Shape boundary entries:
——————————

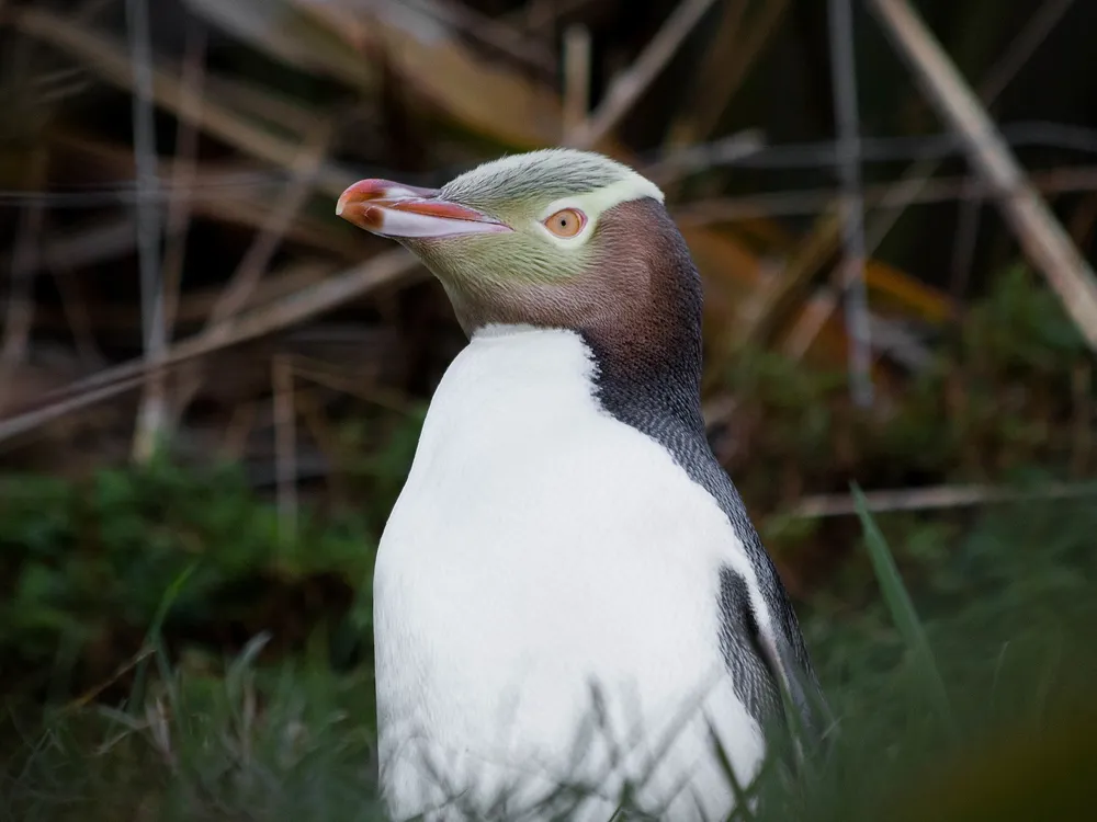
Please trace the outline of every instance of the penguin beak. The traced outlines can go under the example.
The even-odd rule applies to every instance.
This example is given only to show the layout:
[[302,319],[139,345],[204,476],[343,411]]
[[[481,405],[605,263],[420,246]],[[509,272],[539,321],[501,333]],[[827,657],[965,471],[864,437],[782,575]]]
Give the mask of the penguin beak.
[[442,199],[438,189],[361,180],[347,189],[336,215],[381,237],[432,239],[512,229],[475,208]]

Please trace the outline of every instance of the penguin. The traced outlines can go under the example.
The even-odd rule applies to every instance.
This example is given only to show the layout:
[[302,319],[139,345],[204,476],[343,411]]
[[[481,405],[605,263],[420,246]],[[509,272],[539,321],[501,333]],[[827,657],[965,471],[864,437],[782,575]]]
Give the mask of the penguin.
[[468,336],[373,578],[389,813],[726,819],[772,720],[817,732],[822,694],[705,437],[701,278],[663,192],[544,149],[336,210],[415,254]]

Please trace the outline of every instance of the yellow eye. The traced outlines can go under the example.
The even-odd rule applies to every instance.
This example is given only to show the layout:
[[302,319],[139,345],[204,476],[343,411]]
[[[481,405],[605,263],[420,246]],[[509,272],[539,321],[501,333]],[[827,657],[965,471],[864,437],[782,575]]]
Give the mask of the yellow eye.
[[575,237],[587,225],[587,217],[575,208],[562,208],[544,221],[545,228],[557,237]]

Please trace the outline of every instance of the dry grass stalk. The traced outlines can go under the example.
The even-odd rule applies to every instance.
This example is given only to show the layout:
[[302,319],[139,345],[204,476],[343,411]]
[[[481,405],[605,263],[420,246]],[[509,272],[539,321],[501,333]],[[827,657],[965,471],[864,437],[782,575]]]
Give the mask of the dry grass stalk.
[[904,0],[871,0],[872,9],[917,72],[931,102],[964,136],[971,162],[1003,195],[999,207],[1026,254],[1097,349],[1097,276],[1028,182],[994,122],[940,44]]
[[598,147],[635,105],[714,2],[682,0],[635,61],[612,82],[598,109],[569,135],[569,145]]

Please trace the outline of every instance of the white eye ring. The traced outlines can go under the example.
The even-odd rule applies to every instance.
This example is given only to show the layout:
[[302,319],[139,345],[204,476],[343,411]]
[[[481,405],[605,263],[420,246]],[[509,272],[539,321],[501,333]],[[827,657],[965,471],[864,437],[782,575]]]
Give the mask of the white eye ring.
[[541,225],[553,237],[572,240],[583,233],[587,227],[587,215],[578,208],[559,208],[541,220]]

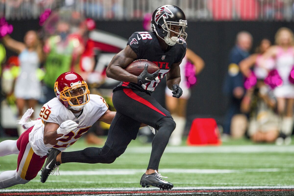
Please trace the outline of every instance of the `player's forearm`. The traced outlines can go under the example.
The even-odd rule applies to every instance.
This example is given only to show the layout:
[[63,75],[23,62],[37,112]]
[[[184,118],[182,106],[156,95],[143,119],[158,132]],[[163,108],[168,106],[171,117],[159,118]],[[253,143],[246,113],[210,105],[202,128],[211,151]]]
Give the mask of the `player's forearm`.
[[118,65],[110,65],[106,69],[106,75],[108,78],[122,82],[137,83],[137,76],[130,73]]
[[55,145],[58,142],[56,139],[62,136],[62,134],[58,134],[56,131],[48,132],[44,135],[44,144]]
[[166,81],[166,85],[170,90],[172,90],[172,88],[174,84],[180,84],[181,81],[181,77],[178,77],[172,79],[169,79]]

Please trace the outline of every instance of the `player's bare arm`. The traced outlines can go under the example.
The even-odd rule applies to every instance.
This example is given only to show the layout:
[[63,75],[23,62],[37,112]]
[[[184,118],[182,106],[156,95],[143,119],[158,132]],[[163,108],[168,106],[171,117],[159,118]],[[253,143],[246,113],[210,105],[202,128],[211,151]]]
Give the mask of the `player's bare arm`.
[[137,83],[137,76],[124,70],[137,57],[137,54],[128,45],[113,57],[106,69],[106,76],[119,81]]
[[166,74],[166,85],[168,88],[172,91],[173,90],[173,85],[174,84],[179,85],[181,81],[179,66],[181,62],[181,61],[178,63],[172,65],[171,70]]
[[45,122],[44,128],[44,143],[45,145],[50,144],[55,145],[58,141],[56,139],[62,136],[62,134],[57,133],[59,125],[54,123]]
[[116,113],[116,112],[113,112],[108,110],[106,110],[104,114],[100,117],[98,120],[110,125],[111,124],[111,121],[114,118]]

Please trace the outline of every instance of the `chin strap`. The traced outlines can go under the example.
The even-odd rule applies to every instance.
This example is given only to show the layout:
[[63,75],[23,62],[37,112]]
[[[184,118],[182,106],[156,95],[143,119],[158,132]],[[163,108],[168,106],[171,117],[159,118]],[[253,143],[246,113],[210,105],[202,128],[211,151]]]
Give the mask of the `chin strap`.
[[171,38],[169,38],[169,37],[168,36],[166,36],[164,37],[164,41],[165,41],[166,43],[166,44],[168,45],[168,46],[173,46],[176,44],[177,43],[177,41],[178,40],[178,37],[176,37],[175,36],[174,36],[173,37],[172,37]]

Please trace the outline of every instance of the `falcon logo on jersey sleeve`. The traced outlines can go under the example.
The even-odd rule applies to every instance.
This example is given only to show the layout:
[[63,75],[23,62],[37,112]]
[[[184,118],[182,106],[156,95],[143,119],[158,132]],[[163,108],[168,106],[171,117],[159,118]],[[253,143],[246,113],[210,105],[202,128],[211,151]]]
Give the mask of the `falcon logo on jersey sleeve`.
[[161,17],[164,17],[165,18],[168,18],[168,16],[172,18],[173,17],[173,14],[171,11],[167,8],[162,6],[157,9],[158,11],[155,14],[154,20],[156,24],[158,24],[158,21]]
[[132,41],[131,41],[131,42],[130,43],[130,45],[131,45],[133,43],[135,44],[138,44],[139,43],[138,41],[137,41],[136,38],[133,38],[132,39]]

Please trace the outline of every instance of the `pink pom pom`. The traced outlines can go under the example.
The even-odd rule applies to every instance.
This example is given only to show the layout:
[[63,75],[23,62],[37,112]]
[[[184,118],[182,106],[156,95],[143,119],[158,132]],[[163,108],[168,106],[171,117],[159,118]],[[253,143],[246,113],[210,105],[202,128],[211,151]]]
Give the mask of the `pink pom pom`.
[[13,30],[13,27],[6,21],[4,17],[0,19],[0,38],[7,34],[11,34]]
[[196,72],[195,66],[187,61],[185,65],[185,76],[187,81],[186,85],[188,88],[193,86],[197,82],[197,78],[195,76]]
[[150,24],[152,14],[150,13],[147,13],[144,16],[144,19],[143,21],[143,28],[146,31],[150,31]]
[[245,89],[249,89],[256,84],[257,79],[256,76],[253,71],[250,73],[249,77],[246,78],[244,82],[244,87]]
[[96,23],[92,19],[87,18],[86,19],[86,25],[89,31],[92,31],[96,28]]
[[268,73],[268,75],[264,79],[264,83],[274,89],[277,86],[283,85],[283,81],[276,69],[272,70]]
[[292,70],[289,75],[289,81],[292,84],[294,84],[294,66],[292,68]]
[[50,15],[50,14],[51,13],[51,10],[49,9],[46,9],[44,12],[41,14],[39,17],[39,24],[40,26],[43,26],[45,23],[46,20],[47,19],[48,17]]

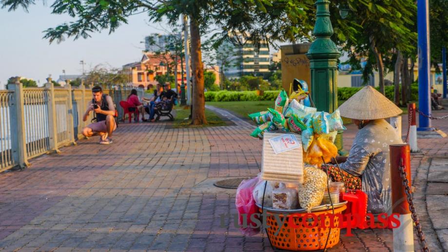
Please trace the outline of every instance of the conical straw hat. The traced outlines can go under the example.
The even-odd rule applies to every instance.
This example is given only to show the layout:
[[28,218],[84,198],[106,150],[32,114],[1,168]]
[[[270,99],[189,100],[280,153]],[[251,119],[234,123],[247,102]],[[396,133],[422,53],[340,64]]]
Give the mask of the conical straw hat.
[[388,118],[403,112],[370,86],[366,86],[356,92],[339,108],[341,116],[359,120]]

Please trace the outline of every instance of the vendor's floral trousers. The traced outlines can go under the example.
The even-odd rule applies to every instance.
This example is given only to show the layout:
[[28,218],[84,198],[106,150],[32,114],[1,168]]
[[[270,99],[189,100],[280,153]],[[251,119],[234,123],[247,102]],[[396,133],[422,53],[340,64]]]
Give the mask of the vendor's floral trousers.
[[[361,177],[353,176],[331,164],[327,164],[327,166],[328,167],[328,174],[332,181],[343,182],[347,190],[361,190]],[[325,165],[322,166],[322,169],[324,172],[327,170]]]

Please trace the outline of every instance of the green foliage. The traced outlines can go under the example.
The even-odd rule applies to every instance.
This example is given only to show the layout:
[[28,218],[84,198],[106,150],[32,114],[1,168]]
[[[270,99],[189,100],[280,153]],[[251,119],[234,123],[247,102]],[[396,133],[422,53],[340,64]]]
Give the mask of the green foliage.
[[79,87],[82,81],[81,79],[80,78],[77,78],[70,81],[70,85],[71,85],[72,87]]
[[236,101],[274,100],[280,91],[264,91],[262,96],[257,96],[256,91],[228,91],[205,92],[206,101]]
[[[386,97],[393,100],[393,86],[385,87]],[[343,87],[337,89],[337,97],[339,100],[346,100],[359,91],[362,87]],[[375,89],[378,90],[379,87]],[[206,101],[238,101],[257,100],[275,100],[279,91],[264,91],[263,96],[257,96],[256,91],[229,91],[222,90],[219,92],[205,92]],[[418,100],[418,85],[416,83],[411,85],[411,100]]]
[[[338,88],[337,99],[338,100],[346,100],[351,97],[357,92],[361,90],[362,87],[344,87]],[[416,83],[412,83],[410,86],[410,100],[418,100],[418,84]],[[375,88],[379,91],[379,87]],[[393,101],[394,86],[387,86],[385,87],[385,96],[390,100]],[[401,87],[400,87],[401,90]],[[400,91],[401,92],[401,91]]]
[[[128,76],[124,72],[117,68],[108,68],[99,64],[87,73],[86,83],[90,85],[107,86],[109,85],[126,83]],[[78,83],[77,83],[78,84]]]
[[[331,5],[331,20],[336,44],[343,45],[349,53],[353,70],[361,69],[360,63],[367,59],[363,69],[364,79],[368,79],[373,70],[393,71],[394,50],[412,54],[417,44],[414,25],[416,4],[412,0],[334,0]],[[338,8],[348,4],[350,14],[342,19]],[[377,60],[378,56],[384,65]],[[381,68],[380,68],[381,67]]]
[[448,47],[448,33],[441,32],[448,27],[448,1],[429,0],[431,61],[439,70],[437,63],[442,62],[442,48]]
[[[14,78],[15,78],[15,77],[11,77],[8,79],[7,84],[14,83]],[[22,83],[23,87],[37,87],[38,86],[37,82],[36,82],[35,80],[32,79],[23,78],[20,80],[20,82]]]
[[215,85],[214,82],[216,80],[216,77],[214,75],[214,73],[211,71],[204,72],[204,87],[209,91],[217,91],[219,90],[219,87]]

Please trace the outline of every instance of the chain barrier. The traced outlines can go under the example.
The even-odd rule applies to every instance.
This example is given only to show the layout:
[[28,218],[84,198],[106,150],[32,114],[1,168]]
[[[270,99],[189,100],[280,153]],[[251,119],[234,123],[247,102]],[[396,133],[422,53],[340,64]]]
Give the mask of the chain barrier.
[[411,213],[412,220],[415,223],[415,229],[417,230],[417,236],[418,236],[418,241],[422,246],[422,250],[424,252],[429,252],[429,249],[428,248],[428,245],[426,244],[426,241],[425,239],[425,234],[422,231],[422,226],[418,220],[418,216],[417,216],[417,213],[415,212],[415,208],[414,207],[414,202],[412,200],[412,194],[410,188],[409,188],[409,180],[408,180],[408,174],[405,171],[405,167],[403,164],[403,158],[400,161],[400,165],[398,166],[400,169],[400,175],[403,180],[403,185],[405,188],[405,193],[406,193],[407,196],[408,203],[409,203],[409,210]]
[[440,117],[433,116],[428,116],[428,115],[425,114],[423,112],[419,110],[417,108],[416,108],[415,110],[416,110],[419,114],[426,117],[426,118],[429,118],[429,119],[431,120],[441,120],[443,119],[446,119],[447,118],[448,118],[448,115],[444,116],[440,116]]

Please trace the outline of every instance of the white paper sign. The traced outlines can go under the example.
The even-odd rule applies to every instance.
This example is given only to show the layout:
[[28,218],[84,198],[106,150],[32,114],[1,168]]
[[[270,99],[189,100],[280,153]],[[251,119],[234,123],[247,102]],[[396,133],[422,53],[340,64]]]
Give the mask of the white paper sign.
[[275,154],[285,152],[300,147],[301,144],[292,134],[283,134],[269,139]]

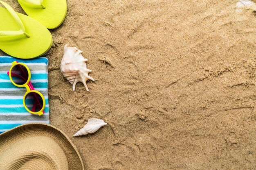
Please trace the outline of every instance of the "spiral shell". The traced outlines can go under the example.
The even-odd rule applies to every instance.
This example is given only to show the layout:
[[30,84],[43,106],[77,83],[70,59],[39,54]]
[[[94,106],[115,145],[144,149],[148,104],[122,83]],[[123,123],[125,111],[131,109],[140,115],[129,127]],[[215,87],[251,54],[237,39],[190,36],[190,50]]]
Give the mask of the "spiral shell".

——————————

What to produce: Count how many lines of the material above contain the string "straw", treating uppercase and lowercase as different, and reply with only that number.

Worked solution: 2